*MATERIAL SHOWN*:

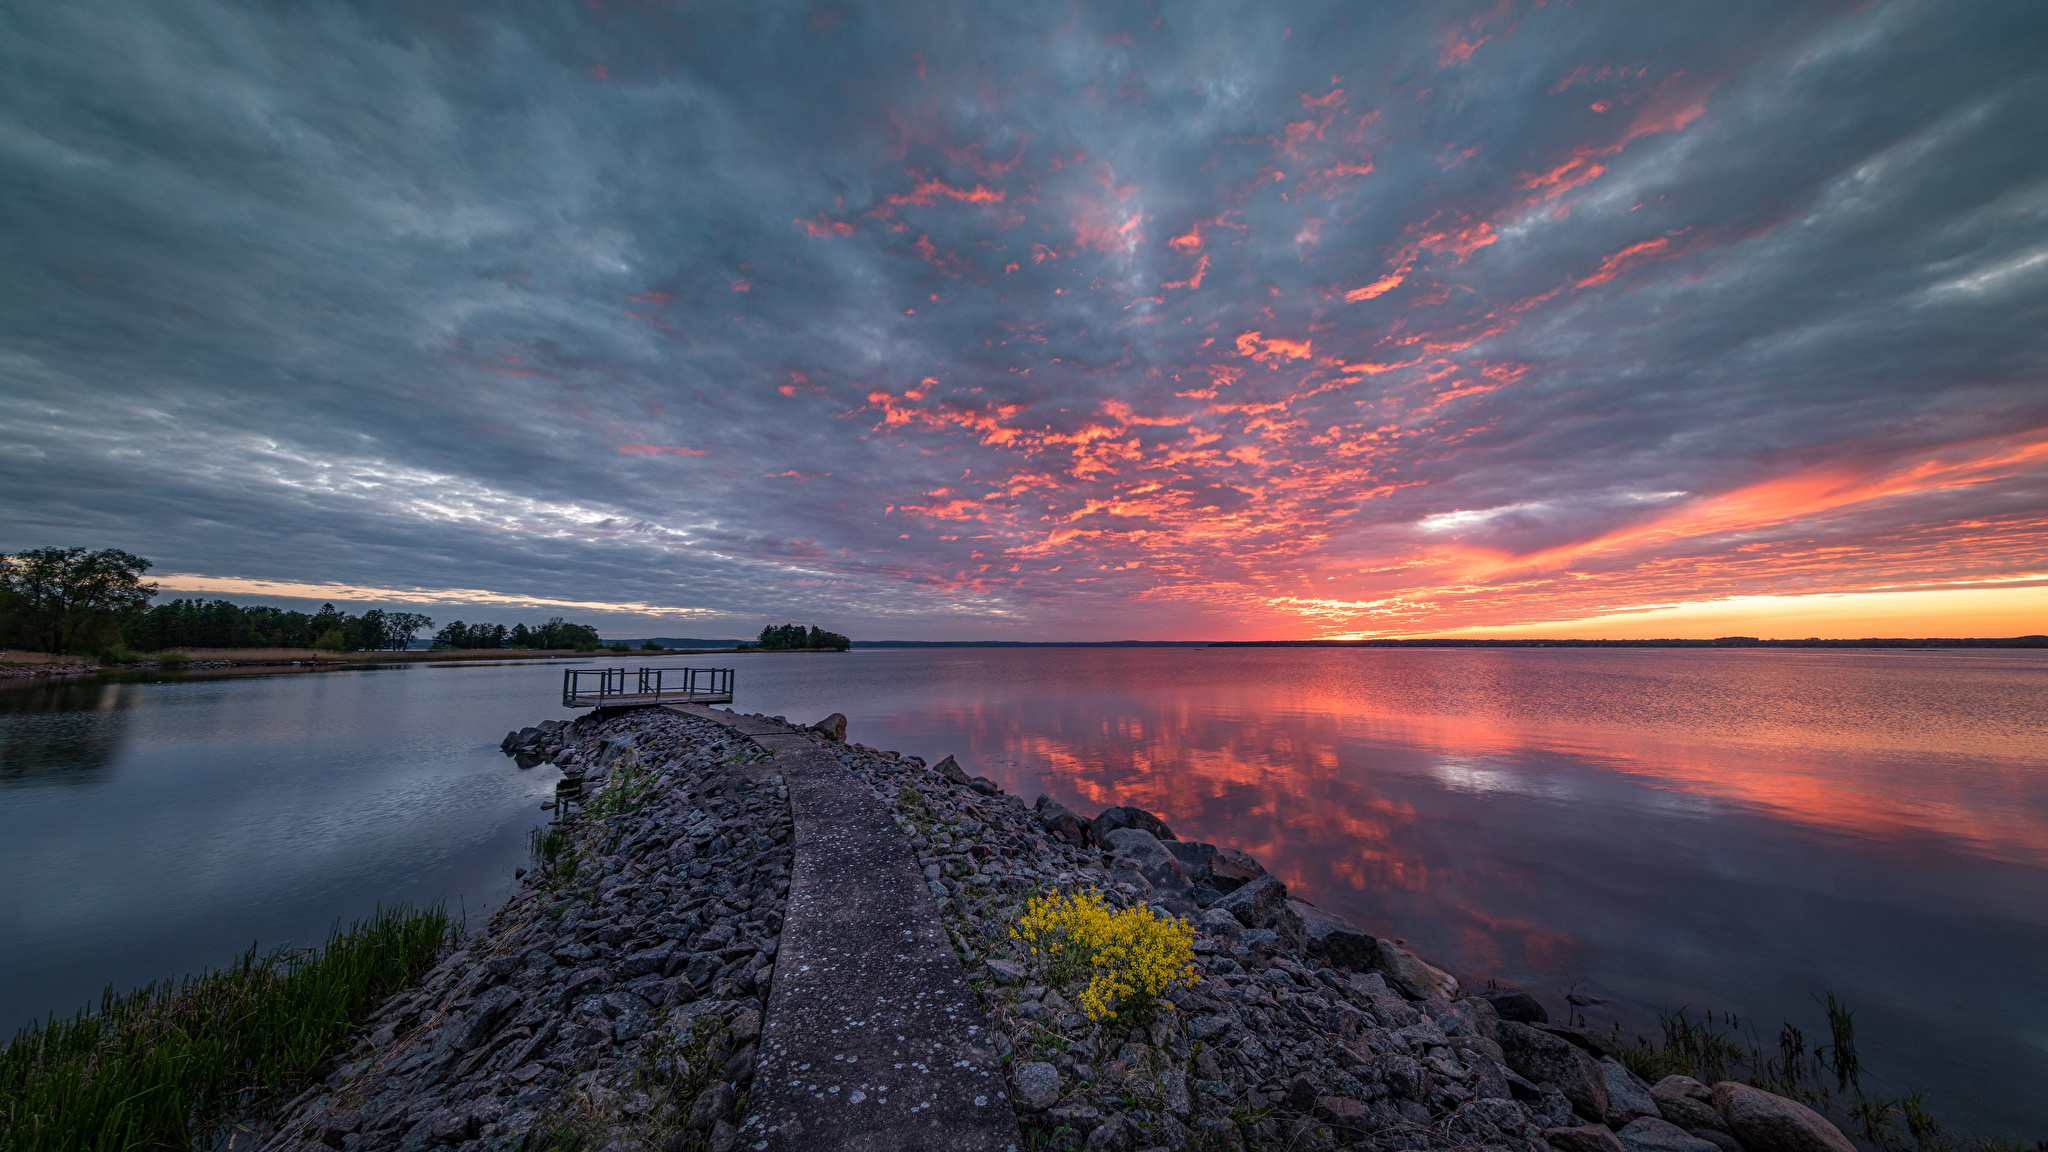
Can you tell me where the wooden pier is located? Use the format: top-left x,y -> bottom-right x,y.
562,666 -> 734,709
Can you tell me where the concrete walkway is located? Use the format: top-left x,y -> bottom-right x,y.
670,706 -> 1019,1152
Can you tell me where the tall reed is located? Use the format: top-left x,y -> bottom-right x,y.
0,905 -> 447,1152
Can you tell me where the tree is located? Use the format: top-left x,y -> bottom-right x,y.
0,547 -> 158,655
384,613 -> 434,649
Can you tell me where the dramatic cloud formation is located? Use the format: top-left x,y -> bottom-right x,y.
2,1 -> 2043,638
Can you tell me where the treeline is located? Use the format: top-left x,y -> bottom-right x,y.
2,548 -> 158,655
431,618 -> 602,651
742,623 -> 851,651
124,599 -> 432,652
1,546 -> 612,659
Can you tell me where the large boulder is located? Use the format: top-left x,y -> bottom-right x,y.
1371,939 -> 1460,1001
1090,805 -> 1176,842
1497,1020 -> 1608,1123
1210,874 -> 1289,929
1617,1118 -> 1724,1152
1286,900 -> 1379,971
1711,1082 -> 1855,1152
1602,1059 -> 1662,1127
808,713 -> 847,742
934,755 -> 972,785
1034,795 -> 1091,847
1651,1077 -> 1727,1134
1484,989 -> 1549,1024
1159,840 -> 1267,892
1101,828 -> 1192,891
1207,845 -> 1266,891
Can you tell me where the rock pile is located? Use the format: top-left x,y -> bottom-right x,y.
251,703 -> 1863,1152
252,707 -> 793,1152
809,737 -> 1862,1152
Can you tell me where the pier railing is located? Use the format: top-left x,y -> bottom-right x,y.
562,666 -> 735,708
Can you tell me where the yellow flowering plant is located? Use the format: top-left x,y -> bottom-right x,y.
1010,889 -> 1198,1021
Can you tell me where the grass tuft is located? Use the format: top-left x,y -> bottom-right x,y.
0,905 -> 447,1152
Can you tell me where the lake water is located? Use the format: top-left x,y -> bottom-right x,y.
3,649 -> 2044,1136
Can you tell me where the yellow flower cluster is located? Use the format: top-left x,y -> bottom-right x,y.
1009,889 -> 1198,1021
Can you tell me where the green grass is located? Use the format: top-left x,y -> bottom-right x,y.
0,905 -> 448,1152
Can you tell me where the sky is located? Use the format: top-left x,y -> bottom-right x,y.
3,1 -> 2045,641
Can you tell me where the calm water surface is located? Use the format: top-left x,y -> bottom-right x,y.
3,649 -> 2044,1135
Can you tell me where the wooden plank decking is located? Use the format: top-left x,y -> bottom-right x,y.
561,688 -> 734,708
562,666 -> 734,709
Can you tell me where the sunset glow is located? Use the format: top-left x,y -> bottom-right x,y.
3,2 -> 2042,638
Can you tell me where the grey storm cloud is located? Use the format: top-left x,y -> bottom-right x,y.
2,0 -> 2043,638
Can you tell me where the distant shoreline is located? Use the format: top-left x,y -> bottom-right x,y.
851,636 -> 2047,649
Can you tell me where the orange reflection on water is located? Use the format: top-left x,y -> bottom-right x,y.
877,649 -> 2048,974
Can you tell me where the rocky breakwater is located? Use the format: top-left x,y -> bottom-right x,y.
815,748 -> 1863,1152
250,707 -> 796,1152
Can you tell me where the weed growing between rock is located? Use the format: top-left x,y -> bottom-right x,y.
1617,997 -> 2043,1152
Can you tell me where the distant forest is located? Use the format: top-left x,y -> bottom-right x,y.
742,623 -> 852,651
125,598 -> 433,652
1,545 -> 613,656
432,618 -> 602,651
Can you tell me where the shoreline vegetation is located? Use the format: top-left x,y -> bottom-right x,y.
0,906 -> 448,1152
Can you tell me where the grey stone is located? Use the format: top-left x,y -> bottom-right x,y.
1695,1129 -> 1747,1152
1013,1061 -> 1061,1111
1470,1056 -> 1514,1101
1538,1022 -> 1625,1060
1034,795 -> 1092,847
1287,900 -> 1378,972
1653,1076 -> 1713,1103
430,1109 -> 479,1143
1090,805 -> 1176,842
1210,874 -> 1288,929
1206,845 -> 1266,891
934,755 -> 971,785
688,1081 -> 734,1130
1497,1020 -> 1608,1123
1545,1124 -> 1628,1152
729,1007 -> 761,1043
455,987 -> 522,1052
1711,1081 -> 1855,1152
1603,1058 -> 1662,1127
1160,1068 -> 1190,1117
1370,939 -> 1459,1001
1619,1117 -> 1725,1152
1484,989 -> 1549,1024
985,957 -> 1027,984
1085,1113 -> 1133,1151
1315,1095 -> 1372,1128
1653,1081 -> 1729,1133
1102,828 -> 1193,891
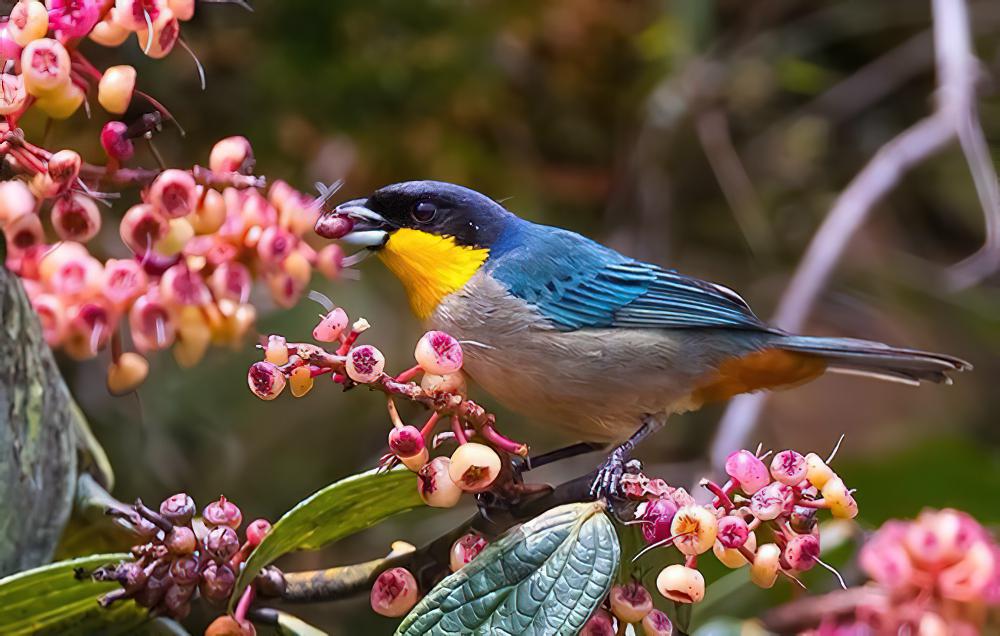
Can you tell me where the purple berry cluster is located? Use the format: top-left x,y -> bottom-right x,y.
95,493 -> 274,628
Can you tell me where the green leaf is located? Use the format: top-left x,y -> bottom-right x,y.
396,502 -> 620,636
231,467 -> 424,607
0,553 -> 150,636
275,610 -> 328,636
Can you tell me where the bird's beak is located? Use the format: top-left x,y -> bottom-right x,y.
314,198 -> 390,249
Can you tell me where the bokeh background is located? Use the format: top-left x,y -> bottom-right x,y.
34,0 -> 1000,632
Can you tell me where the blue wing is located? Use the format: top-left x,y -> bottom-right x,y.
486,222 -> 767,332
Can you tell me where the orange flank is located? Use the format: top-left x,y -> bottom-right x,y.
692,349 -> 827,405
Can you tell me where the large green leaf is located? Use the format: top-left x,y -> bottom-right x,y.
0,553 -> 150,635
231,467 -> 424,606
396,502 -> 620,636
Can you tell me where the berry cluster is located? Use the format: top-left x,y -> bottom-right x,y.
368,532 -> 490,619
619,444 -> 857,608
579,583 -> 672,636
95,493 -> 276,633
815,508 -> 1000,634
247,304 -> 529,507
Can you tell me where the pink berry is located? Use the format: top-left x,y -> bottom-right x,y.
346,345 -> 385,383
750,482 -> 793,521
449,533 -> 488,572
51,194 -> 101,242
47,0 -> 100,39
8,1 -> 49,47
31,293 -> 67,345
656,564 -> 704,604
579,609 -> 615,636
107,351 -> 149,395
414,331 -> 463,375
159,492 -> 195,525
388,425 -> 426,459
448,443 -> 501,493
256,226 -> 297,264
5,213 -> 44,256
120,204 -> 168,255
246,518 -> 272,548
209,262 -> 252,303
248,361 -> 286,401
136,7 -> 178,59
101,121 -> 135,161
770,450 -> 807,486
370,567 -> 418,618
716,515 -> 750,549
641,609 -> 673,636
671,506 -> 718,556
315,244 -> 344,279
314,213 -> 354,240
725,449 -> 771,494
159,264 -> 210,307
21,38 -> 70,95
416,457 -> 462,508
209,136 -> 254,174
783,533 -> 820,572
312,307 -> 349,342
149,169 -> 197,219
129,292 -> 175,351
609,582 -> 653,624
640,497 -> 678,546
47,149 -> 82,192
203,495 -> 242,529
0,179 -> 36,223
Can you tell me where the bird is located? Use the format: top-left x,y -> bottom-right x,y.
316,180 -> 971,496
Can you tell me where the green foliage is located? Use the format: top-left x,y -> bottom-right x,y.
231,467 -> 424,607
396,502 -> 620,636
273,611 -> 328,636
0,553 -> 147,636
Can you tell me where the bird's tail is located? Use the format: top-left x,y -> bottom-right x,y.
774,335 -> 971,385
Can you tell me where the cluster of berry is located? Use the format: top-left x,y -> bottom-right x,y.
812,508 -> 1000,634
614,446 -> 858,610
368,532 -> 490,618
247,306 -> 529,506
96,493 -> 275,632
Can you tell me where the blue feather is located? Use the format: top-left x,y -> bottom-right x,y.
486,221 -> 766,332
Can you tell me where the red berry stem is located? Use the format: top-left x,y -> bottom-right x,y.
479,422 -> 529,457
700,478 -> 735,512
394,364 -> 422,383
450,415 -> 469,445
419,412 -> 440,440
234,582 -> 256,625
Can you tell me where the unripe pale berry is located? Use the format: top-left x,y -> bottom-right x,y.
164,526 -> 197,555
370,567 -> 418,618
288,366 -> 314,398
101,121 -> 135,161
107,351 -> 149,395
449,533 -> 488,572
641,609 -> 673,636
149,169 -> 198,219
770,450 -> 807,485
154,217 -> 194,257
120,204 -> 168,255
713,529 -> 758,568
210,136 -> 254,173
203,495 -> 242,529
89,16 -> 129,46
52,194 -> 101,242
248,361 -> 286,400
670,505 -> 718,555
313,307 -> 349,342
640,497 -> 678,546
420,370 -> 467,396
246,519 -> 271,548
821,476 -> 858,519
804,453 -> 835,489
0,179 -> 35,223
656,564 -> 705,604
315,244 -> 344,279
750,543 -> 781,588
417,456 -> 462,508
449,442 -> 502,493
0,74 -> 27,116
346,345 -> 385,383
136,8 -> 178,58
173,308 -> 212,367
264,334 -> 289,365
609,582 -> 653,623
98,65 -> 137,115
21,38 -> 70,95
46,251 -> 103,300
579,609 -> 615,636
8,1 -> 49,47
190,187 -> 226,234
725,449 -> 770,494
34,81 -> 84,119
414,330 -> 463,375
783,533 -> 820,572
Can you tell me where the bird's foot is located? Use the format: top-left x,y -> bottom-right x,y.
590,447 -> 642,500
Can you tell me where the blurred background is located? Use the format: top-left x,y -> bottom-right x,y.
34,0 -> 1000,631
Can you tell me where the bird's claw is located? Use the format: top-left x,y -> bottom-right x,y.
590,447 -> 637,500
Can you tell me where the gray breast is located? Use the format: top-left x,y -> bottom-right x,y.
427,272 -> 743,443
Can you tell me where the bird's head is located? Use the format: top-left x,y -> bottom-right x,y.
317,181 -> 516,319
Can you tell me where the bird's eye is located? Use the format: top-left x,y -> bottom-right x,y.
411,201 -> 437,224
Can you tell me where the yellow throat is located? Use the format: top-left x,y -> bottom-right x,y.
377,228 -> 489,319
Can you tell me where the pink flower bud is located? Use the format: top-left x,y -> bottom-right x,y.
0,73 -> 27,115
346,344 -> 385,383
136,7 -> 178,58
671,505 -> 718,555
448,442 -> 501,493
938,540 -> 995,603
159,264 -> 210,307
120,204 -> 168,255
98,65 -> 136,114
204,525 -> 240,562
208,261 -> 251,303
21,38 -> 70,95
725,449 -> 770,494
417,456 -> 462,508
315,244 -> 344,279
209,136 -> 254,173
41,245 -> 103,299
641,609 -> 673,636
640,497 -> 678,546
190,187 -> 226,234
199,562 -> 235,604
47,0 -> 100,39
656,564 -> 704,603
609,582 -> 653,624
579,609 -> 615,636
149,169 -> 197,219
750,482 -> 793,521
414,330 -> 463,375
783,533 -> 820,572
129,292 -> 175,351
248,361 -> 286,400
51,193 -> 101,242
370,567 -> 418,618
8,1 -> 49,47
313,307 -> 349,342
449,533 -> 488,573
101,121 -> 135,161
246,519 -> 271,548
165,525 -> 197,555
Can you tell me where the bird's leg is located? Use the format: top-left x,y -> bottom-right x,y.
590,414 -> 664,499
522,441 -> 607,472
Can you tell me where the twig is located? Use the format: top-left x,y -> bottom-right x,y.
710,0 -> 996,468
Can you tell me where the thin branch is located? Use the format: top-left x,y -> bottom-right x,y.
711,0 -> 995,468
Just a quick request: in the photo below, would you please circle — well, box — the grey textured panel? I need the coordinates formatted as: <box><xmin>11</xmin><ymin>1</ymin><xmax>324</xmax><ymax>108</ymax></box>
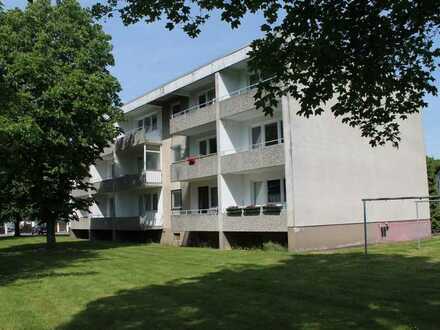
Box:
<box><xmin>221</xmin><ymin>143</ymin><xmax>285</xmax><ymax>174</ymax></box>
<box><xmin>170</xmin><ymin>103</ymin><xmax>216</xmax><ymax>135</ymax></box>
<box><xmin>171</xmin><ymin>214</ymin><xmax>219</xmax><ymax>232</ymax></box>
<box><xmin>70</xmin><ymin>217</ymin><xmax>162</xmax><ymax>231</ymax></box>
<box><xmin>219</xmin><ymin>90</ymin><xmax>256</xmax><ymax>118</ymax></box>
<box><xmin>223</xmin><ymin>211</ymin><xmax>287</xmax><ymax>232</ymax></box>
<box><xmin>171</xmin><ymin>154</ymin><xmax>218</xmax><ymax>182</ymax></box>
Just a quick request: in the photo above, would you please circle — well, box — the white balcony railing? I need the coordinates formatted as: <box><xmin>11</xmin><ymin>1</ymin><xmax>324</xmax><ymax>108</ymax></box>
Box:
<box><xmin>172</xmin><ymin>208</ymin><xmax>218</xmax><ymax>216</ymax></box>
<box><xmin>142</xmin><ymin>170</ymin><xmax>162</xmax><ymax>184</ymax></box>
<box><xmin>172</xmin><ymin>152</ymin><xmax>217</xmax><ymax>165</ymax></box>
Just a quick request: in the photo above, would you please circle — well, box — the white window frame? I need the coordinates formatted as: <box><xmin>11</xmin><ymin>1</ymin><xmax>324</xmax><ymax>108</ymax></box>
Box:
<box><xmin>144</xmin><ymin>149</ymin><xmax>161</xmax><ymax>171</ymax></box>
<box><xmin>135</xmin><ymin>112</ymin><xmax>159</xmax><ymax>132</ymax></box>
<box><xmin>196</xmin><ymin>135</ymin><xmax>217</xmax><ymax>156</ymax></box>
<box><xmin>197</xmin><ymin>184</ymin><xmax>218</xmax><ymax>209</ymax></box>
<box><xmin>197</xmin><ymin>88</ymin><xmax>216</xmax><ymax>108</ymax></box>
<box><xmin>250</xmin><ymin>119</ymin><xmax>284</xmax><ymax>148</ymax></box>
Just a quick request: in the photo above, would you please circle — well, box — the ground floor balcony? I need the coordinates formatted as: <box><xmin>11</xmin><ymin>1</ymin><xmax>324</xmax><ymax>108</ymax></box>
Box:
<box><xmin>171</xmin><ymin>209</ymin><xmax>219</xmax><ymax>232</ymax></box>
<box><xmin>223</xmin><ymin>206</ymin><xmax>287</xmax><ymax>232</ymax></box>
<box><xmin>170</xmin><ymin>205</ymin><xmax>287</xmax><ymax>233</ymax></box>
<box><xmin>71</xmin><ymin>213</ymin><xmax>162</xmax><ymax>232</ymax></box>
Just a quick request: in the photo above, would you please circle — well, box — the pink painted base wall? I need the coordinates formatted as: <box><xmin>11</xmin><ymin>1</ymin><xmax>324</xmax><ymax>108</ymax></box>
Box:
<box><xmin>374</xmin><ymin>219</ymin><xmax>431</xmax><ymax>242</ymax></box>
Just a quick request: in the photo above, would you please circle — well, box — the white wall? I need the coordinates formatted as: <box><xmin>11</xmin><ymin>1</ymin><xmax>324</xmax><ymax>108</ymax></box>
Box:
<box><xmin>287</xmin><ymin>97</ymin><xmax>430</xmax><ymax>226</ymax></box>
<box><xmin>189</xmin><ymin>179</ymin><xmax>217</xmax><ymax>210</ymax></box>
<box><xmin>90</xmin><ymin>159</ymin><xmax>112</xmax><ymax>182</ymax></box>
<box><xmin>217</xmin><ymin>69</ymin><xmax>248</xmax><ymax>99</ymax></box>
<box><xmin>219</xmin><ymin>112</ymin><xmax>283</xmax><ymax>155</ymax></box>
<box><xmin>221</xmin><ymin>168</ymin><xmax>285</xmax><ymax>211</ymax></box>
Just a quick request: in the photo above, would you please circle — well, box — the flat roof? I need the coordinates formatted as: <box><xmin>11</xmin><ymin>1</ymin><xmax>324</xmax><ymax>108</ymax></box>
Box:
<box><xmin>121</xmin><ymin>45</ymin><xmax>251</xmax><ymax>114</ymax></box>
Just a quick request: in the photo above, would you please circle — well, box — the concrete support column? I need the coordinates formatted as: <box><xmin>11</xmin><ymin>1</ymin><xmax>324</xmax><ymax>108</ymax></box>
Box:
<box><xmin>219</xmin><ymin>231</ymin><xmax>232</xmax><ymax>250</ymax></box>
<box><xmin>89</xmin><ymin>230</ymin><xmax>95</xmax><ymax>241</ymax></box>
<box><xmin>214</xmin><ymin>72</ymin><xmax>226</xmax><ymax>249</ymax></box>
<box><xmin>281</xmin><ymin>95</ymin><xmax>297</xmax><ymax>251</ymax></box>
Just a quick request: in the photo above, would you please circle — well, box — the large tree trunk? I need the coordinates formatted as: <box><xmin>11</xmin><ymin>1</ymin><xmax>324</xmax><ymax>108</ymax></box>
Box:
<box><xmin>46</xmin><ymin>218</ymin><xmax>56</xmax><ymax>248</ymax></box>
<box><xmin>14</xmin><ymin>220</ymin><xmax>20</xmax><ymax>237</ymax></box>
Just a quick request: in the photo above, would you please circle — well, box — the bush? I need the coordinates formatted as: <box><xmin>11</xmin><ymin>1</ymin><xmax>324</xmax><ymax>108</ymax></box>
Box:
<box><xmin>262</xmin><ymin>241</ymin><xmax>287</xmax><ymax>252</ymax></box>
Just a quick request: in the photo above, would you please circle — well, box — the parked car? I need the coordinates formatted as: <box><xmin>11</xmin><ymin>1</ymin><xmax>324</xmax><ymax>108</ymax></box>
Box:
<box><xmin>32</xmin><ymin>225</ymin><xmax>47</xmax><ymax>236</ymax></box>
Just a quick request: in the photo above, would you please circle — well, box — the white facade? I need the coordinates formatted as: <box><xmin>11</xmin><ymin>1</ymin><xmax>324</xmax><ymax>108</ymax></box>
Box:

*YOUR OBJECTIVE*: Please copy each line of the material that contains the word "white".

*RESULT FOR THIS EXERCISE*:
Just a quick request: in the photo above, would you please circle — well, box — the white balcony railing? I need the coordinates formatted as: <box><xmin>11</xmin><ymin>1</ymin><xmax>324</xmax><ymax>108</ymax></box>
Just a quick request: in the photo above, would you please circle — well, box — the white window frame? I need the coordinates formatted as: <box><xmin>11</xmin><ymin>1</ymin><xmax>324</xmax><ymax>108</ymax></box>
Just a quick request: in the photo above, would you please circle — well, box — the white wall? I need the coordinates formatted as: <box><xmin>11</xmin><ymin>1</ymin><xmax>324</xmax><ymax>108</ymax></box>
Just a quick request: in the photo above, would you please circle — well, box — the white facade? I need the coordinates formatted as: <box><xmin>11</xmin><ymin>1</ymin><xmax>324</xmax><ymax>108</ymax></box>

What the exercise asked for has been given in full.